**Text passage:**

* * * * * * * * *

So, you make lambdas with the types that you want to handle in your pack and then pass them all to overloaded as arguments and then use that whole thing in a fold-expression to handle each of the parameters in turn. In this case, it's going to process the params in the reverse order that they appear in the argument list, but you could change that by reversing the fold-expression.

Anyway, that's overload. It's useful in some niche situations.

Collections

make_vector

#include <wite/collections/make_vector.hpp>

How much do you hate the aesthetic of having to declare a vector with its default constructor and then immediately on the next line call reserve on it, before passing it to some algorithm, or something (which will typically be using push_back, or something, on the vector)? I know I do:

auto v = std::vector<int>{};
v.reserve(1000);   // What an annoying extra line!

Anyway, make_vector solves this issue:

using namespace wite;

auto v = make_vector<int>(arg::reseve{1000});

Now, v is reserved with space for 1000 elements on one line. Nice.

You can also specify a size for the vector too, if you like:

// v <- [ 1, 1, ... , 1]
auto v = make_vector<int>(arg::size{1000, 1});

If you want to specify a size and also reserve space for more things, then you can:

auto v = make_vector<float>(arg::reserve{1000}, arg::size{10, 3.14f});

This gives a v that has 10 values initialised to 3.14, with space reserved for 1000 float elements in total. The order of the arg parameters is not important; you could have size first in the list if you like. I don't know what the name for this "argument adapter object" pattern, but I quite like it.

stack_vector

#include <wite/collections/stack_vector.hpp>

This is a vector with a compile-time capacity, but a run-time size. It stores its data on the stack, so don't put too many huge things in it. Other than not being able to call reserve on it, the interface is pretty much like that of std::vector. For example, you can do something like:

auto v = wite::collections::stack_vector<int, 20>{};

v.push_back(1);

static_lookup

#include <wite/collections/static_lookup.hpp>

This is a simple lookup table. It works a bit like a std::map; you fill it with key-value pairs and you can look up the values based on the keys (in addition, you can also look up the keys from the values too, which you can't do with a std::map). The primary usage for this thing is to provide a low-overhead way to convert an enum to a string without writing a switch-case statement.

* * * * * * * * *

**Data entries:**
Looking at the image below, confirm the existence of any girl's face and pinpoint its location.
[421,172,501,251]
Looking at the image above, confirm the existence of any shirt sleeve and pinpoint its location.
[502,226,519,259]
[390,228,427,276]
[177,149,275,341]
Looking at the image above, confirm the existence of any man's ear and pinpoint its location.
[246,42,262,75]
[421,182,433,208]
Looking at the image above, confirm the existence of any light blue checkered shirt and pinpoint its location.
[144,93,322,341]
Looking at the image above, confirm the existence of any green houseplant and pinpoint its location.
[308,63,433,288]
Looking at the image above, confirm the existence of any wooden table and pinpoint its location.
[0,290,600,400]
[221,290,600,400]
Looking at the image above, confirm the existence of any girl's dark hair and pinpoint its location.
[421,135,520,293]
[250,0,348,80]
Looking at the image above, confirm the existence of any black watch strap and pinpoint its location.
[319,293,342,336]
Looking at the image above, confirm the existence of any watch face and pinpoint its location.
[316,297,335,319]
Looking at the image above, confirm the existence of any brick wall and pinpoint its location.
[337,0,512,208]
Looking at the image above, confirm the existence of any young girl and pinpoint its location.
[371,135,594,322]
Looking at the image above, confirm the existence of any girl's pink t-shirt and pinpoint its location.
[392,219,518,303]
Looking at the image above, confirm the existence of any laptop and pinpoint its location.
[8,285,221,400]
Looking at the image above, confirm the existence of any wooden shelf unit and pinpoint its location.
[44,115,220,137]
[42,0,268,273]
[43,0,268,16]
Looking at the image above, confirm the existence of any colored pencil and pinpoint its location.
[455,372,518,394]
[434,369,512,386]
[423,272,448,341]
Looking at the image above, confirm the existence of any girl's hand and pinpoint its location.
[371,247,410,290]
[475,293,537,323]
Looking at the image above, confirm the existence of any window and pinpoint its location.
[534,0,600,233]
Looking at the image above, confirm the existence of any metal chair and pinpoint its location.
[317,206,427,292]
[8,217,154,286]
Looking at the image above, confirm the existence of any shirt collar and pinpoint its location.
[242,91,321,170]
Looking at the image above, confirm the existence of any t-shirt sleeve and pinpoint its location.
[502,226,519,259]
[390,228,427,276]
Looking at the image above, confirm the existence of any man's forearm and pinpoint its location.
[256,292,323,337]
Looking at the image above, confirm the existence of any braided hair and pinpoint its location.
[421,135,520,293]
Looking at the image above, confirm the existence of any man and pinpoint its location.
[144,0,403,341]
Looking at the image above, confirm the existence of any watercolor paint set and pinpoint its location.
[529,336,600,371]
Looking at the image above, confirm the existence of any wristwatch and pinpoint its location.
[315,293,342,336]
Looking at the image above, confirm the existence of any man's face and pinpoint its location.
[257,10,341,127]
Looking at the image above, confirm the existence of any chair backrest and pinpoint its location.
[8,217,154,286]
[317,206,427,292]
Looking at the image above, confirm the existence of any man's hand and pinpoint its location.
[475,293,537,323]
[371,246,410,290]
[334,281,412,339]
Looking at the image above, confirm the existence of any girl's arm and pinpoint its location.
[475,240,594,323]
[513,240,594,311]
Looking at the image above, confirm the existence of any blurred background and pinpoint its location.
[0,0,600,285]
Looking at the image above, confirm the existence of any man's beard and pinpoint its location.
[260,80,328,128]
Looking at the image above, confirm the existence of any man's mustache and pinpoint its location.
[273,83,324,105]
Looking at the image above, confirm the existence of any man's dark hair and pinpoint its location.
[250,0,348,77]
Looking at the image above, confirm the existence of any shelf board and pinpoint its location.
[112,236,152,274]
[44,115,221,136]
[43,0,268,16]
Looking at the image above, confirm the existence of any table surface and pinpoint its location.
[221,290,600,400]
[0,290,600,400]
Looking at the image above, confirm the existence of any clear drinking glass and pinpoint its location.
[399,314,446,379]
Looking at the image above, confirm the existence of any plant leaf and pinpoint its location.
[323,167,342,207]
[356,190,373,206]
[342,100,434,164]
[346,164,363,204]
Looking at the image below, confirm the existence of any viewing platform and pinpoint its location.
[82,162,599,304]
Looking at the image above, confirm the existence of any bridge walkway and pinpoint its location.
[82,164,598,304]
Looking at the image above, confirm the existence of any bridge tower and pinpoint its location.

* * * * * * * * *

**The tasks:**
(a) From the C++ library excerpt above, extract the passage starting with "Anyway, that's overload." and going on through "annoying extra line!".
(b) Give every header path that appears in an #include directive in the C++ library excerpt above.

**Full solutions:**
(a)
Anyway, that's overload. It's useful in some niche situations.

Collections

make_vector

#include <wite/collections/make_vector.hpp>

How much do you hate the aesthetic of having to declare a vector with its default constructor and then immediately on the next line call reserve on it, before passing it to some algorithm, or something (which will typically be using push_back, or something, on the vector)? I know I do:

auto v = std::vector<int>{};
v.reserve(1000);   // What an annoying extra line!

(b)
wite/collections/make_vector.hpp
wite/collections/stack_vector.hpp
wite/collections/static_lookup.hpp